Problem -
Pull out each line of the data below that contains the string "given". Treat uppercase and lowercase as different.

Collection entries -

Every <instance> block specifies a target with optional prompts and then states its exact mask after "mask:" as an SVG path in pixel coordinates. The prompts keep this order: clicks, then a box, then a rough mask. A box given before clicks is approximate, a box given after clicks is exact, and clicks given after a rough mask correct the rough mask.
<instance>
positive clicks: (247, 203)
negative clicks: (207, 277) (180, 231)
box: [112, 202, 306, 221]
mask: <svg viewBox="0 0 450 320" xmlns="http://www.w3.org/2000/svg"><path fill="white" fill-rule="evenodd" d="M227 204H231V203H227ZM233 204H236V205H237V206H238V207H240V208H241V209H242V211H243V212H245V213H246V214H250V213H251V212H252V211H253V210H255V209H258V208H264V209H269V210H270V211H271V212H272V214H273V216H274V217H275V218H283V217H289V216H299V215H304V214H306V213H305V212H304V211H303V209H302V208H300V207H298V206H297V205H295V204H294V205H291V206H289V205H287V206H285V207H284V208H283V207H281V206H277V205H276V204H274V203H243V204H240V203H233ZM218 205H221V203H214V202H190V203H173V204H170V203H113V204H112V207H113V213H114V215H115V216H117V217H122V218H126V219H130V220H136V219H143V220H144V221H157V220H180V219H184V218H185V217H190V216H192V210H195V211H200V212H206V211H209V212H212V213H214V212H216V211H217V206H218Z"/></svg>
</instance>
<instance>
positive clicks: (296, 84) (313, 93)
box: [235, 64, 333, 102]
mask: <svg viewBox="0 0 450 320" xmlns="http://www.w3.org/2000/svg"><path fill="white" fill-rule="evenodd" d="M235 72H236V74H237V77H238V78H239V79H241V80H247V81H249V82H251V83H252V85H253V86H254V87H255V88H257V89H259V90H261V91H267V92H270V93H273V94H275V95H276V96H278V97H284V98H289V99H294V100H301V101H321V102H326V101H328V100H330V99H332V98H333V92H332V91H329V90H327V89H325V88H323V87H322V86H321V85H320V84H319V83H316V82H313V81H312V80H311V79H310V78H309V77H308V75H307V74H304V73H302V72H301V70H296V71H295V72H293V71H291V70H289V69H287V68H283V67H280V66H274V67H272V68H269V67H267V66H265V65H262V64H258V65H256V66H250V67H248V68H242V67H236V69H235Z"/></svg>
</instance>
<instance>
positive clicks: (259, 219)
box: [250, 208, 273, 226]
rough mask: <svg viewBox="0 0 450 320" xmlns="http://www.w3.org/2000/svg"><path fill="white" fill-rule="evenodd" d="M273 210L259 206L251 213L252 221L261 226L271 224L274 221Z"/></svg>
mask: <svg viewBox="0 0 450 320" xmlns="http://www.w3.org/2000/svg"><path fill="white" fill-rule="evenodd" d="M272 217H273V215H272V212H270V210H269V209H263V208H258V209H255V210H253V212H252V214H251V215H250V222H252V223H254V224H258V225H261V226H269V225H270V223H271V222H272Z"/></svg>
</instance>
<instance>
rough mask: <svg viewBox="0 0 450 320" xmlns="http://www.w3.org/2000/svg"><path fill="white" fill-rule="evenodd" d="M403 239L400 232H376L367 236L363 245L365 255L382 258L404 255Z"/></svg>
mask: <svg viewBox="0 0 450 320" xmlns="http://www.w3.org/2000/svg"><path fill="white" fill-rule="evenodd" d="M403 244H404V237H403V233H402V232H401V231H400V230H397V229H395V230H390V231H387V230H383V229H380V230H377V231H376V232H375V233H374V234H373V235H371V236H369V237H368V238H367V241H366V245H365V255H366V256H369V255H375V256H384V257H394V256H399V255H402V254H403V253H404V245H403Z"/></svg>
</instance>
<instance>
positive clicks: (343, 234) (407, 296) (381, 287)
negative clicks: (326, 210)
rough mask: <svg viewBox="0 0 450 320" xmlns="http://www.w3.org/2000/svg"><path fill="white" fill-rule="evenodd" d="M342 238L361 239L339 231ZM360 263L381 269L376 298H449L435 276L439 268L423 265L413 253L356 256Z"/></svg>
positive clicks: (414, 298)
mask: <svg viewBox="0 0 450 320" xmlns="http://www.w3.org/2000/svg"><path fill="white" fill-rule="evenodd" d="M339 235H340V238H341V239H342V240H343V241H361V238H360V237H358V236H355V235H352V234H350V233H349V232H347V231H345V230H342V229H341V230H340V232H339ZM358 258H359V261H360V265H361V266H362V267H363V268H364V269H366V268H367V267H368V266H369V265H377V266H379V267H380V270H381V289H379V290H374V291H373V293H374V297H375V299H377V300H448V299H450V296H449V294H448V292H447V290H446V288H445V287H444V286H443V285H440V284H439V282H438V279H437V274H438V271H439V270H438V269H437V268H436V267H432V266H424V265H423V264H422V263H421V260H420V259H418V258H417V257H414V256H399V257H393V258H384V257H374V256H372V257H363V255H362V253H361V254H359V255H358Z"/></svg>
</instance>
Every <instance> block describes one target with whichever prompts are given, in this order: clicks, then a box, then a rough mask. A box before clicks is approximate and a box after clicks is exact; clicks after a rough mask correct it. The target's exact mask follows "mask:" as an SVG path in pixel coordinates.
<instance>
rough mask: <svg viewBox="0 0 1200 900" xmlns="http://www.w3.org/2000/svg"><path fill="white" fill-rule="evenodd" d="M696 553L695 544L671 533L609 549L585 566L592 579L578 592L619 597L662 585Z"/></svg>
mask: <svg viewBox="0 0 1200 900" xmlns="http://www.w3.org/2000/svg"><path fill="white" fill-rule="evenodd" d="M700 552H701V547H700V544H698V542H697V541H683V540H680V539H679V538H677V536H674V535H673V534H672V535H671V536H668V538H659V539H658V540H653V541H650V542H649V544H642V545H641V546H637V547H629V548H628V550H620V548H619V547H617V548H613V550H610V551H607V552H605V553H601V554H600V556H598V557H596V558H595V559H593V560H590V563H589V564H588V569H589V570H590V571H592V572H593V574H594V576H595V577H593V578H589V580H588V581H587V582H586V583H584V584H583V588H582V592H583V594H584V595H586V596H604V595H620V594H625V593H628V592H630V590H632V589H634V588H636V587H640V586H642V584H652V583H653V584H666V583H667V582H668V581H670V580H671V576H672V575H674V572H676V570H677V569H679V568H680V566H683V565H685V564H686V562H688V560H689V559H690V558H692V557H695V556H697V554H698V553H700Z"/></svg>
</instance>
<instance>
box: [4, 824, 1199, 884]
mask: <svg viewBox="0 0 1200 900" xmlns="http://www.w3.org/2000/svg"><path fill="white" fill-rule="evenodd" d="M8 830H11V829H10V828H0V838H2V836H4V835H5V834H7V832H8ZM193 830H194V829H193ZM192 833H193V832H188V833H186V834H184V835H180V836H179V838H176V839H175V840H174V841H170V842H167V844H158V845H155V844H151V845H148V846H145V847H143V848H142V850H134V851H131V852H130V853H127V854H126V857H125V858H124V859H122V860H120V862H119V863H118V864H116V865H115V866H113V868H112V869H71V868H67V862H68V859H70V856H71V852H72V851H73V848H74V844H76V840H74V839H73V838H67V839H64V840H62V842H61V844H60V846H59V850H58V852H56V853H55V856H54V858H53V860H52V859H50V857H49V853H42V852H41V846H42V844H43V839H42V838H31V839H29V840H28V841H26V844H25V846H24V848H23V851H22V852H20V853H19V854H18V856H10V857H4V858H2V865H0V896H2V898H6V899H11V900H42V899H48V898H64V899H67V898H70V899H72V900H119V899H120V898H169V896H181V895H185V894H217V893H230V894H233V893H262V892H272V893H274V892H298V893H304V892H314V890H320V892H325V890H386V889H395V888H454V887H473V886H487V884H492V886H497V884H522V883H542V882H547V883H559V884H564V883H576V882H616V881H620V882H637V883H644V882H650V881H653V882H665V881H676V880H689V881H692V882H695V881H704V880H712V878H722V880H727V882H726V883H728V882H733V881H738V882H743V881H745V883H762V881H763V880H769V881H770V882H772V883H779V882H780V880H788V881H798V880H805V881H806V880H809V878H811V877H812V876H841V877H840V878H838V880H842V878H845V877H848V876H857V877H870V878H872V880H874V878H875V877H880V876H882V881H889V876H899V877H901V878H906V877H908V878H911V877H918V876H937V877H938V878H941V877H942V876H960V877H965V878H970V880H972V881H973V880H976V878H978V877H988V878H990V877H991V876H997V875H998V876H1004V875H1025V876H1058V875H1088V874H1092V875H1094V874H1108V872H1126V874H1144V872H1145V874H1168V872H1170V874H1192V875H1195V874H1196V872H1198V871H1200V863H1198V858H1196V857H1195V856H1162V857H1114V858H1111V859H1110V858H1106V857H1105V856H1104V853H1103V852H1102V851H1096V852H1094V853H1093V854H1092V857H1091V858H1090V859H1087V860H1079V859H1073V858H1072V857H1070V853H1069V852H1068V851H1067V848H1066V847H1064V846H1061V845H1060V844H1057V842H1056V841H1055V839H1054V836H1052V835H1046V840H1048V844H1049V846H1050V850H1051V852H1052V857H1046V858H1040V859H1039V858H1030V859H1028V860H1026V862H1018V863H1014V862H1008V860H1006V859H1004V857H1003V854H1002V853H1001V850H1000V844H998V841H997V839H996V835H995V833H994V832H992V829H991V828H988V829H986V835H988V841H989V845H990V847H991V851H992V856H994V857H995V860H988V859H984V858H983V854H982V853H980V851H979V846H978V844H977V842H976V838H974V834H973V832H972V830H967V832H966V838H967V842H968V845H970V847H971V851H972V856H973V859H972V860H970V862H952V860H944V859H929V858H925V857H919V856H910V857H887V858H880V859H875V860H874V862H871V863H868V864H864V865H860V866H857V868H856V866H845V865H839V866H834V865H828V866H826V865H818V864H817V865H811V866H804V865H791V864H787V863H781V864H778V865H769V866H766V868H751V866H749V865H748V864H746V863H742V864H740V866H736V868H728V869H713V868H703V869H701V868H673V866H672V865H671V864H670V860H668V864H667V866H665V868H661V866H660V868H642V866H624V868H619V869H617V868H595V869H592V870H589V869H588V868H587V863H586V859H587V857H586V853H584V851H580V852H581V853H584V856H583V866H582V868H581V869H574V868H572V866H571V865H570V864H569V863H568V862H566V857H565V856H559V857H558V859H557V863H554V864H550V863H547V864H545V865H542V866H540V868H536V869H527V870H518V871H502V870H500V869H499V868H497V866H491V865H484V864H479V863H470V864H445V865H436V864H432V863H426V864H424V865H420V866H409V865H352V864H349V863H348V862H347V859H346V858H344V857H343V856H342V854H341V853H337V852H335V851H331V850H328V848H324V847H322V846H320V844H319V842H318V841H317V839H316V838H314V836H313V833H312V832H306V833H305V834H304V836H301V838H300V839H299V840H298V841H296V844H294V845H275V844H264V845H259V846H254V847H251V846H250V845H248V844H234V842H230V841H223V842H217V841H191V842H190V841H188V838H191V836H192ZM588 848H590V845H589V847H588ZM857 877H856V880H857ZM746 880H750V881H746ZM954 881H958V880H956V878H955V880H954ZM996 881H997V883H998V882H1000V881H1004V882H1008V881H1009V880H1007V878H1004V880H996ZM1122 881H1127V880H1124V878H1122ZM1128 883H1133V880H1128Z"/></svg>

Expected output -
Every <instance> block specifies a target with optional prompts and then states its exact mask after "mask:" as an SVG path in pixel coordinates. The prompts keep this order: clicks, then a box, then a rough mask. A box given before clicks is approximate, a box given after clicks is exact, and clicks given after a rough mask correct the rough mask.
Every <instance> block describes one target with whichever prompts are given, in this order: clicks, then a box, then a rough mask. A box before clicks is approximate and a box after clicks is exact; clicks after a rough mask correct it. The target's exact mask follows "mask:" as an SVG path in pixel coordinates.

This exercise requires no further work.